Starting with the line that contains "beige area rug", set down each line through the end of the entries below, exactly and with nothing added.

(Stored records)
□ □ □ □ □

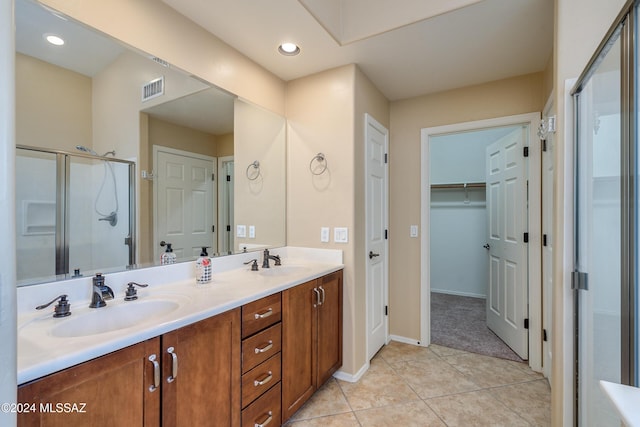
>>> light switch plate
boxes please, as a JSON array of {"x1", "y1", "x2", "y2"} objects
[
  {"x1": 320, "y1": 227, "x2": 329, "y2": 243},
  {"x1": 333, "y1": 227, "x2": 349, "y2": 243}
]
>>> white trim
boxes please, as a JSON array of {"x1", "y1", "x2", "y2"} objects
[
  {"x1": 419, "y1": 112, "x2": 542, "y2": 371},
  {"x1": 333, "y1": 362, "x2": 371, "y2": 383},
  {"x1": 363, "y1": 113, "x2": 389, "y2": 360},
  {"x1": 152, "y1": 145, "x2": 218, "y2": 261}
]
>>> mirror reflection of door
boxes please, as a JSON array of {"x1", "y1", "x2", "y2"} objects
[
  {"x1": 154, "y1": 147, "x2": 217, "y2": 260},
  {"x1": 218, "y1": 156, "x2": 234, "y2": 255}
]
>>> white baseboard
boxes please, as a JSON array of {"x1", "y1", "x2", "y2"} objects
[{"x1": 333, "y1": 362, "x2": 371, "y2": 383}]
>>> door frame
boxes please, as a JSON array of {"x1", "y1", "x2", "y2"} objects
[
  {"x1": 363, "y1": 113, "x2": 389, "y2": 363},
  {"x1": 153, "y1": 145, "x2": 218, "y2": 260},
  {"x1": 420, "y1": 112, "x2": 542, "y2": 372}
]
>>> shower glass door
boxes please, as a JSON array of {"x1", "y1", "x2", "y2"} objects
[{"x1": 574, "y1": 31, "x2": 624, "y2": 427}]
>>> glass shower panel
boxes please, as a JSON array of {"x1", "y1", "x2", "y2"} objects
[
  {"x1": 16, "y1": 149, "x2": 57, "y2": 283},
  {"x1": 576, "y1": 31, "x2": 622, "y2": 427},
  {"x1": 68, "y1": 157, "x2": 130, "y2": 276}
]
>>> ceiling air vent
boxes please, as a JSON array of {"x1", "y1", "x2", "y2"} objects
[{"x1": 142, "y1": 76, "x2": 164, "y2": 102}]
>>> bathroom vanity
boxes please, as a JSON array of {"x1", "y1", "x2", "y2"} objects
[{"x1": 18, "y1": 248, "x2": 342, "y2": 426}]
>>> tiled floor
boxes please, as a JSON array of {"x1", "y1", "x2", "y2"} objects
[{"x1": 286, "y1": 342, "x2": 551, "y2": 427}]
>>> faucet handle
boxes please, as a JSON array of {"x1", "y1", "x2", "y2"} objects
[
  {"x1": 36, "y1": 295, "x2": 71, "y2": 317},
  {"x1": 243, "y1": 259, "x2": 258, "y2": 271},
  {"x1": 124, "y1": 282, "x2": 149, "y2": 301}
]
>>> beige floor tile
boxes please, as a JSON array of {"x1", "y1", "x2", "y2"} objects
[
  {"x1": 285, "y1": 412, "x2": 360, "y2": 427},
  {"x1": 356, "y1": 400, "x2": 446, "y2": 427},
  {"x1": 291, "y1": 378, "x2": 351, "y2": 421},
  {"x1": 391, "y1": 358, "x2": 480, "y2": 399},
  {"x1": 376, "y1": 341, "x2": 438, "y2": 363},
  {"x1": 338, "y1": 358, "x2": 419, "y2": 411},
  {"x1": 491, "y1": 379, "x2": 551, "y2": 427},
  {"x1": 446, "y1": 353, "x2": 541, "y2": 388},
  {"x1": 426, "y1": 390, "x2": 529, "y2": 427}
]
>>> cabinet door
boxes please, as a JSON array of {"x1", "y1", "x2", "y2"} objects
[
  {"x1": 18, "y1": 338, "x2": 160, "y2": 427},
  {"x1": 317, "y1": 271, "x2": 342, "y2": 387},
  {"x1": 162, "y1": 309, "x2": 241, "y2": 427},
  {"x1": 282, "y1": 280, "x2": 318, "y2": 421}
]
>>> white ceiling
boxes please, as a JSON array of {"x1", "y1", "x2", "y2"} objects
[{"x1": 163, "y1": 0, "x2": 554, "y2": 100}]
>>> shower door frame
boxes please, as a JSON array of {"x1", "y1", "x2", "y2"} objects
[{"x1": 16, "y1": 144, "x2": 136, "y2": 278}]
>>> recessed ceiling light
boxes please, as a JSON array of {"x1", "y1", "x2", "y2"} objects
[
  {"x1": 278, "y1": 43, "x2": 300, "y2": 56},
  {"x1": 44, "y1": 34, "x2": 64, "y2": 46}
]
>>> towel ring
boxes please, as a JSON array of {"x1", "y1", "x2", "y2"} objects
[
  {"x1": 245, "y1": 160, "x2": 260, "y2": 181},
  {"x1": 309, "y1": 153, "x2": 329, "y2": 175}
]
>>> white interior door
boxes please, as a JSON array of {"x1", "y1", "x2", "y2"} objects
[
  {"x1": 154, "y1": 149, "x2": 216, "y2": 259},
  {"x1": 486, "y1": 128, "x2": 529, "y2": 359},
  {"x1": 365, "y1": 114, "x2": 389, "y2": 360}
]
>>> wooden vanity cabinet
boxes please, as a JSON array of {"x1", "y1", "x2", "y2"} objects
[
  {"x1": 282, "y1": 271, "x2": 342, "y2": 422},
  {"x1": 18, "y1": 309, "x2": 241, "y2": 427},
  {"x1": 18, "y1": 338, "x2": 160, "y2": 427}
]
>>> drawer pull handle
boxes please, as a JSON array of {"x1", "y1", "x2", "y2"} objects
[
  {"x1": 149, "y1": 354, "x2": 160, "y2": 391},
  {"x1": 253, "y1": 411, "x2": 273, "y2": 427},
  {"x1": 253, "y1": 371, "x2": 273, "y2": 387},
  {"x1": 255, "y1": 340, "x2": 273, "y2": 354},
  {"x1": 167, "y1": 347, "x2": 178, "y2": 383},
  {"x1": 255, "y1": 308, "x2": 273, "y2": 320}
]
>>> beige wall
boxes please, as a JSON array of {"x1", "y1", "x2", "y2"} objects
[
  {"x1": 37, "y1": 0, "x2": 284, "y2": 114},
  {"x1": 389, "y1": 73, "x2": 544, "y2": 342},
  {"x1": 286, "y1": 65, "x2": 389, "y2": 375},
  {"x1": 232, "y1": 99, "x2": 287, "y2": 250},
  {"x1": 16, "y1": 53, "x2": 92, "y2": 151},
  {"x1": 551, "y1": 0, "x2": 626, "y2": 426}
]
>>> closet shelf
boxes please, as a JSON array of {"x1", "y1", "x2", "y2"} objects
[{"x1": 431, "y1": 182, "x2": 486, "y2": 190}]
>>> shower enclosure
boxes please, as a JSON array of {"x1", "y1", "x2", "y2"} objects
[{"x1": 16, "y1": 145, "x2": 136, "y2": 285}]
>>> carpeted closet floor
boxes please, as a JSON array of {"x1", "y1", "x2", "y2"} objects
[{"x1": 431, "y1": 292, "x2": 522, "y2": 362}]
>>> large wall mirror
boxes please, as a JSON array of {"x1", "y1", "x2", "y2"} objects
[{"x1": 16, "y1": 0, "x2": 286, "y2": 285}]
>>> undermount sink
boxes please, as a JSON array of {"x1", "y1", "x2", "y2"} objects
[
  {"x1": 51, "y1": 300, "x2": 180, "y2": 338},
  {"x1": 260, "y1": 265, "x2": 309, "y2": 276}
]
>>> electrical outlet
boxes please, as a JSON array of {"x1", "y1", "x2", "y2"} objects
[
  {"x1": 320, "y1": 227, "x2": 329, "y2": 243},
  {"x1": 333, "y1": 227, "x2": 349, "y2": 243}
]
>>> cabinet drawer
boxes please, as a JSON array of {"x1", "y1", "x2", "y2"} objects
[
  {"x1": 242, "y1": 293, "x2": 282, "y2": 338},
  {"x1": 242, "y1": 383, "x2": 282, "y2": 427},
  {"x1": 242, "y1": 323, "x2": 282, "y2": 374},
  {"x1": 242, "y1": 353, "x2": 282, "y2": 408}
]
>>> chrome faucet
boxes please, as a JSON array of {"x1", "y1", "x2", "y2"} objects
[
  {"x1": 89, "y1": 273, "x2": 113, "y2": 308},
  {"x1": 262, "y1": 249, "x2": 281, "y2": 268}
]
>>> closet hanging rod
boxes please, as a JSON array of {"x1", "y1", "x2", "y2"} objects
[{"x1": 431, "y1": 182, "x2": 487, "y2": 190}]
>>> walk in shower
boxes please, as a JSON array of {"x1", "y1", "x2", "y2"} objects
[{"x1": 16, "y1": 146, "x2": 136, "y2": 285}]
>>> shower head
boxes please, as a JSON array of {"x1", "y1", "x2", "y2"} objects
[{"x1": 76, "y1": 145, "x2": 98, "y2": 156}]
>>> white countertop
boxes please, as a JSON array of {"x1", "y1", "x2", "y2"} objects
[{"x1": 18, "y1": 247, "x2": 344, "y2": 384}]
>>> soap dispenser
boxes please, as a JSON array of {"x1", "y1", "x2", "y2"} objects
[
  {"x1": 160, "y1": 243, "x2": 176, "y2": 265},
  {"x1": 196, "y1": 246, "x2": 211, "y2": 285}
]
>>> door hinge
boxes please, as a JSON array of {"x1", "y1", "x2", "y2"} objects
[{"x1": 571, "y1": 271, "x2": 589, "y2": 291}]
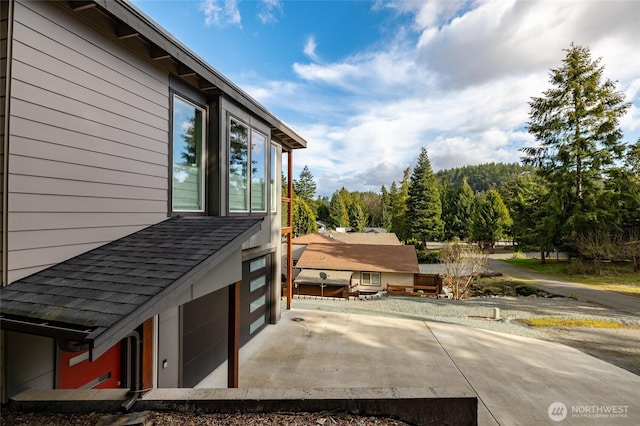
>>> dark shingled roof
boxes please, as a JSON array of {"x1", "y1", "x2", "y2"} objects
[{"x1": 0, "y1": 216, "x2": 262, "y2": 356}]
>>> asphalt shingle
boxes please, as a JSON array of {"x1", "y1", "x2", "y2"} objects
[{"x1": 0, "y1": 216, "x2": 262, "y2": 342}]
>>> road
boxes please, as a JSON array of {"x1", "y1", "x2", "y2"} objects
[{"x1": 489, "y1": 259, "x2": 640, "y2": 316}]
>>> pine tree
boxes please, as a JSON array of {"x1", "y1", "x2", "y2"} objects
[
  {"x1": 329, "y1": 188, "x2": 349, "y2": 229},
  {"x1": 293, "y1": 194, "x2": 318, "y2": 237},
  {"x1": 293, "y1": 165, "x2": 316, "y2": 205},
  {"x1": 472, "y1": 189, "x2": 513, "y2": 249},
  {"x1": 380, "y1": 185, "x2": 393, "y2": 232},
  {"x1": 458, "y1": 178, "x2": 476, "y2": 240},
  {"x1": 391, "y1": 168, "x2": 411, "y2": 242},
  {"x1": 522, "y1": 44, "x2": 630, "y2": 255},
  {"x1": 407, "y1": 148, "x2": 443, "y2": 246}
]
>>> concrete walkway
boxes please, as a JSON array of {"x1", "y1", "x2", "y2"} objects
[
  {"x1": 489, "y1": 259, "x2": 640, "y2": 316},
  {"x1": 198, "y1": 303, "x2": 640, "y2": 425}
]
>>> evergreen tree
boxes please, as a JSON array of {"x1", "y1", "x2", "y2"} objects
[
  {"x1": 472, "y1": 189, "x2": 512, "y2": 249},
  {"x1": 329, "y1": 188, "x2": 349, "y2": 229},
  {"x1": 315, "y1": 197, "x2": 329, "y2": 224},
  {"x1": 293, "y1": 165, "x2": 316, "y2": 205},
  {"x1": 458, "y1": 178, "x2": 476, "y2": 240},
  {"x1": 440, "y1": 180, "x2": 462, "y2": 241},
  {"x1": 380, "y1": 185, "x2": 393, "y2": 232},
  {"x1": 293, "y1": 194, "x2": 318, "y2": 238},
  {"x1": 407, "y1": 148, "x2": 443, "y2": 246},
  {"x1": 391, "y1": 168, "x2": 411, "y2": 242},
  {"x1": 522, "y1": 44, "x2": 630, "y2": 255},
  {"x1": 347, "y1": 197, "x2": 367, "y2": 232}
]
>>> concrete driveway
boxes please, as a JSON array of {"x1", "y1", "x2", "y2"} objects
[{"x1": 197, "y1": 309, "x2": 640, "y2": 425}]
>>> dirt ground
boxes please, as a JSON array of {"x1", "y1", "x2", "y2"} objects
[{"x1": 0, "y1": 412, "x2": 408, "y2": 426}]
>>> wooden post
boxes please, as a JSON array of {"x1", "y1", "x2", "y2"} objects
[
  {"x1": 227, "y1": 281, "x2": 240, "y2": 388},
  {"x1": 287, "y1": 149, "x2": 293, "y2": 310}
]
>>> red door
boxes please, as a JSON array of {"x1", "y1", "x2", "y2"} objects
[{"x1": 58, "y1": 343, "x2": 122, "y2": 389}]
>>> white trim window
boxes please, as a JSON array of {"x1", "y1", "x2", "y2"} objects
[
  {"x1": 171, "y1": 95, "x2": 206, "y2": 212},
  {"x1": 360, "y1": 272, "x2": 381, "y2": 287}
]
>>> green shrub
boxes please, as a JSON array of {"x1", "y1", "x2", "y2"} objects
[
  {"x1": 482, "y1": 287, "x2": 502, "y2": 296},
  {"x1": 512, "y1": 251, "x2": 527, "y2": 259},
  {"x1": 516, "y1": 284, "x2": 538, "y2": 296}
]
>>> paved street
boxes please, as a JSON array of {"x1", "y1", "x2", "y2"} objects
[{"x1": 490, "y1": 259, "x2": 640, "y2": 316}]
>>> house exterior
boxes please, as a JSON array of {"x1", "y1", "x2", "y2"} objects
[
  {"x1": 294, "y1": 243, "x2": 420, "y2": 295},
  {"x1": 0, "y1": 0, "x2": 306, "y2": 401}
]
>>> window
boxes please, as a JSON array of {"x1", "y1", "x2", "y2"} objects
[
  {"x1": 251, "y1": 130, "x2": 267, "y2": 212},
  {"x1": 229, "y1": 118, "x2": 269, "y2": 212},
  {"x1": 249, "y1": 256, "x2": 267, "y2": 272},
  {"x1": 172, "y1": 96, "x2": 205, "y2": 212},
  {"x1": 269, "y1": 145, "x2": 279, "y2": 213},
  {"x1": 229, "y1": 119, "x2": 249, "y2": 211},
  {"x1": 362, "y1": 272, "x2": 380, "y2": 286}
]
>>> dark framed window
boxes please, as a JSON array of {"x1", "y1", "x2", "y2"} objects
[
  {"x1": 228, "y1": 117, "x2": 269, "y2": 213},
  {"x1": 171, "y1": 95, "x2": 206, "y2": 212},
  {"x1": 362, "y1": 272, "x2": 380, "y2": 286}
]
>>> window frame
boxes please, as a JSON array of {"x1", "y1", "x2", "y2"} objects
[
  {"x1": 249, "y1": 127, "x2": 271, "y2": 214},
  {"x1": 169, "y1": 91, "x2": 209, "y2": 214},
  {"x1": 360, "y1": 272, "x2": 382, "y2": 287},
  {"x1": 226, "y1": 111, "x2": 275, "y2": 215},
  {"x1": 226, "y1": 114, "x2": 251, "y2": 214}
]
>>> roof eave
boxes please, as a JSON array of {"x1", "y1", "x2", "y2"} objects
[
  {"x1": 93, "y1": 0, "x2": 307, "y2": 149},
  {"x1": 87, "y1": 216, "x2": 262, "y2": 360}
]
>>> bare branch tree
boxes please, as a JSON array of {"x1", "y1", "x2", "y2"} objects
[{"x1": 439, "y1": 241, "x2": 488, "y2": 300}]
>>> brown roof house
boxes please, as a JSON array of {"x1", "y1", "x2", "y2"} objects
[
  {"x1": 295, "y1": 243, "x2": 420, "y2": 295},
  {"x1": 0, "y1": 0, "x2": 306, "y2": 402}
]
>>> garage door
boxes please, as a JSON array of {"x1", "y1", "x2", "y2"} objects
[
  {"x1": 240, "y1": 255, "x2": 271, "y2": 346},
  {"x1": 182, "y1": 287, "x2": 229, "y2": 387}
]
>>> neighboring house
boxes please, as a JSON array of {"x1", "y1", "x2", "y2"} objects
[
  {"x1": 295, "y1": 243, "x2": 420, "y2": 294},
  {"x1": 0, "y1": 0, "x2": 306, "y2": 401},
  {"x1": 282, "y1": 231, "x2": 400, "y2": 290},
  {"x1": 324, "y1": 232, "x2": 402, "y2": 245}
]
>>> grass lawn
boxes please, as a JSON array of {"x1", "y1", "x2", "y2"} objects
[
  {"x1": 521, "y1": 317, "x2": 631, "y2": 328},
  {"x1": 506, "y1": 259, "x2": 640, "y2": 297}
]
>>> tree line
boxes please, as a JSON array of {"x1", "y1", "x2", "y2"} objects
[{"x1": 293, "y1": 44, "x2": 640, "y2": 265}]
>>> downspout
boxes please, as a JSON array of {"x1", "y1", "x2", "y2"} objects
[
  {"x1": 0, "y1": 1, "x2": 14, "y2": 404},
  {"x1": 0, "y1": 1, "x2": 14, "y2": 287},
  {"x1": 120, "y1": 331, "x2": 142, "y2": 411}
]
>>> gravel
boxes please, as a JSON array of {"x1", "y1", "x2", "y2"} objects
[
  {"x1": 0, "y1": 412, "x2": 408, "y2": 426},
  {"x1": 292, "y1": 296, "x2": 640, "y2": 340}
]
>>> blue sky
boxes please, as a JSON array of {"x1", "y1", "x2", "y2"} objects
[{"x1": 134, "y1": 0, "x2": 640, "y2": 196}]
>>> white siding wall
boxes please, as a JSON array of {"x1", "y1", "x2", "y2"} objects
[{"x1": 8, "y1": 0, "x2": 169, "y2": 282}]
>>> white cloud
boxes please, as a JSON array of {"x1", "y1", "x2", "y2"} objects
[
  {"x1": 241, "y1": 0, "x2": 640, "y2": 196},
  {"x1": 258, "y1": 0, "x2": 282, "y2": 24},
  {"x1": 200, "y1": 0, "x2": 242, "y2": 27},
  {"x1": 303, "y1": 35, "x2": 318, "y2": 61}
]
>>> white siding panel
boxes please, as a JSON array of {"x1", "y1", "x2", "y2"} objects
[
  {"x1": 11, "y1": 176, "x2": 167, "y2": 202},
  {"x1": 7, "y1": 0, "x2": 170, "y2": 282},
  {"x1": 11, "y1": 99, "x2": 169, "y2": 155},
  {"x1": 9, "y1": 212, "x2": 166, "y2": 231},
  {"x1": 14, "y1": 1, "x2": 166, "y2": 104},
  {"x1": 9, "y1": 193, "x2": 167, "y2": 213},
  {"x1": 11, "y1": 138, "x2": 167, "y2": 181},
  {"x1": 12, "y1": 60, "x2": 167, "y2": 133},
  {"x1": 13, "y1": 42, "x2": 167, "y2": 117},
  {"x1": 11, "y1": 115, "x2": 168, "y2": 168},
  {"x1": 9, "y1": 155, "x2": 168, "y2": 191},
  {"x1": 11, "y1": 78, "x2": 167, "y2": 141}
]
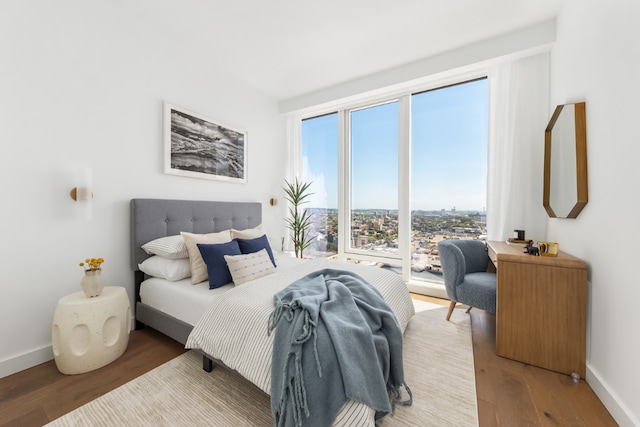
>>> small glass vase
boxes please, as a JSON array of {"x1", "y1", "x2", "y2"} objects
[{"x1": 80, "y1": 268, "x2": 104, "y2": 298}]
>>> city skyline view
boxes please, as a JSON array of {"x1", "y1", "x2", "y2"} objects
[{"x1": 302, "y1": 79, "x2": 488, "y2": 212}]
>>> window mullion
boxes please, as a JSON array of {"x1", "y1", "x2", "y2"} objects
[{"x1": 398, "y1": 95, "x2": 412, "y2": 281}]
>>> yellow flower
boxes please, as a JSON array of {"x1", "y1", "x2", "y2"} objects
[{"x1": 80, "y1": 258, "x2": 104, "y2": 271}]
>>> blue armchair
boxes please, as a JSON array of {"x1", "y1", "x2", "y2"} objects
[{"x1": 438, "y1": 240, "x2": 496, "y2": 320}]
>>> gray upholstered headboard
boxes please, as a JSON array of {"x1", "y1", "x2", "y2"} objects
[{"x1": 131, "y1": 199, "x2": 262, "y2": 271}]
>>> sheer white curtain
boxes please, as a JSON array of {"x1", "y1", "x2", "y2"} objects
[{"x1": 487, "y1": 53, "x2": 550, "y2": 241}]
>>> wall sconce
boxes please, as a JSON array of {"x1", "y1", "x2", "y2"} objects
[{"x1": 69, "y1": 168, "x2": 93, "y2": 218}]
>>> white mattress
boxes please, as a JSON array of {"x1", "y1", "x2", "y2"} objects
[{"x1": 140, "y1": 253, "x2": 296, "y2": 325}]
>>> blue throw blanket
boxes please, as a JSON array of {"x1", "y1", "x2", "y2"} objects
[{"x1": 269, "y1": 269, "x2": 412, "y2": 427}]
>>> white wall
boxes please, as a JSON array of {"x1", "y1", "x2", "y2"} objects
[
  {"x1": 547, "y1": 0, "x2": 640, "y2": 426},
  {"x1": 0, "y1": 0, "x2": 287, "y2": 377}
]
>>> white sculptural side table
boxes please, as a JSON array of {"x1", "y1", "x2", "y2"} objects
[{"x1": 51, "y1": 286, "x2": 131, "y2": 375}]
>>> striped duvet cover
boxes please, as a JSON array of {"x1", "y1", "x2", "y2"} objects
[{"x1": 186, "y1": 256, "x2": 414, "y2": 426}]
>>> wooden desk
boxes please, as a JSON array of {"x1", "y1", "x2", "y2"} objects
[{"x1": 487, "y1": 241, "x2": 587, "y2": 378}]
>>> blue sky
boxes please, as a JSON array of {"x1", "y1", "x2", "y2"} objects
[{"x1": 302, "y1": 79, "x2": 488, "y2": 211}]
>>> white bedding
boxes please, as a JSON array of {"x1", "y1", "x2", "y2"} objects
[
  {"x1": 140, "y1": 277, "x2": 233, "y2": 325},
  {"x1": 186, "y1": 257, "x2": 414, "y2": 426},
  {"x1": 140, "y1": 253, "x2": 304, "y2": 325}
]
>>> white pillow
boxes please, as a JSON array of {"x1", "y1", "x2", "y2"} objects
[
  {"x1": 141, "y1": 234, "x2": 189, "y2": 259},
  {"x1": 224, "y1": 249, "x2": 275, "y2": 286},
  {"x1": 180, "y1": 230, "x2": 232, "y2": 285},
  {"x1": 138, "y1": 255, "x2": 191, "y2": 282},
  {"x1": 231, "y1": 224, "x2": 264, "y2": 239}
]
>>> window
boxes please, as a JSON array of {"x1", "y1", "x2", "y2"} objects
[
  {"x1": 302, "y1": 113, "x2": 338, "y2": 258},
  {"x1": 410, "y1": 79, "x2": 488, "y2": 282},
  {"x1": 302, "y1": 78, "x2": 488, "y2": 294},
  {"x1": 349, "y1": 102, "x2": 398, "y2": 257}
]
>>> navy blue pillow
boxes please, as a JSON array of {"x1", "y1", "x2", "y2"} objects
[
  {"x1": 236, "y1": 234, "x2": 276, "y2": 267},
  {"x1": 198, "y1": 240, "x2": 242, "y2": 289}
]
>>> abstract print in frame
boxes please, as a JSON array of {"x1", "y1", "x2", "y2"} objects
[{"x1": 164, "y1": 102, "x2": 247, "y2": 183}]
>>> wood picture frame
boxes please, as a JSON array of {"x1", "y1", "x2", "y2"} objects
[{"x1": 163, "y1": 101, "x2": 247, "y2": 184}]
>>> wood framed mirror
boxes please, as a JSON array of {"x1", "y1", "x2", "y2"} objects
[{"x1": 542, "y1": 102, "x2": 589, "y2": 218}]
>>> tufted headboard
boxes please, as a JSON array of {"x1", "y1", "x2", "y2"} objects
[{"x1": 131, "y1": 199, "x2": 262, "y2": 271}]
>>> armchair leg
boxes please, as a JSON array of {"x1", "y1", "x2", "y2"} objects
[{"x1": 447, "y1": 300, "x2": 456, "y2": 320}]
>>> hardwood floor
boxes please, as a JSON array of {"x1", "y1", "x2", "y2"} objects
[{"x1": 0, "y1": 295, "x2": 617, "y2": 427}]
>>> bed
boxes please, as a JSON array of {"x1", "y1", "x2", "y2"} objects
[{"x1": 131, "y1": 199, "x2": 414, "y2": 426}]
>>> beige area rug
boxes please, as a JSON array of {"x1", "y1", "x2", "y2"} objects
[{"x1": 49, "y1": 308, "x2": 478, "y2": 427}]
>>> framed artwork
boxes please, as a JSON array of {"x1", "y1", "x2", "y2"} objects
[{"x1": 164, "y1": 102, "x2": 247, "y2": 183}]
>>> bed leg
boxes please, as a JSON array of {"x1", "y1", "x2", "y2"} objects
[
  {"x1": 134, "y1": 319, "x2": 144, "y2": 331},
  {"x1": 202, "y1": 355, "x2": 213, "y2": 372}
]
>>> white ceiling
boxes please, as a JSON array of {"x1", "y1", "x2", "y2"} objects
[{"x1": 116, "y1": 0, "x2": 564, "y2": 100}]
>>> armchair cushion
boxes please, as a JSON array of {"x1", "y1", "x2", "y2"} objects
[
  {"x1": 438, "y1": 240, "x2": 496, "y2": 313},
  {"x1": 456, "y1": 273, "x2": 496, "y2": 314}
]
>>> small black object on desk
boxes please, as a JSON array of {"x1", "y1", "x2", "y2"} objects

□ □ □ □ □

(Result)
>>> beige area rug
boxes please, as a JSON array of {"x1", "y1", "x2", "y2"} objects
[{"x1": 49, "y1": 308, "x2": 478, "y2": 427}]
>>> framed artwork
boxes please, as a JSON array of {"x1", "y1", "x2", "y2"} objects
[{"x1": 164, "y1": 102, "x2": 247, "y2": 183}]
>>> bed leg
boxes please, as a JSON array of {"x1", "y1", "x2", "y2"} objects
[
  {"x1": 134, "y1": 319, "x2": 144, "y2": 331},
  {"x1": 202, "y1": 355, "x2": 213, "y2": 372}
]
>>> white ceiling
boxes please, as a JSON array of {"x1", "y1", "x2", "y2"} objects
[{"x1": 116, "y1": 0, "x2": 564, "y2": 100}]
>>> armchair cushion
boxes please, as a JSON array of {"x1", "y1", "x2", "y2"} objects
[
  {"x1": 438, "y1": 240, "x2": 496, "y2": 313},
  {"x1": 456, "y1": 273, "x2": 496, "y2": 314}
]
>>> small black object on desk
boxes please, as a JSON array of {"x1", "y1", "x2", "y2"} objects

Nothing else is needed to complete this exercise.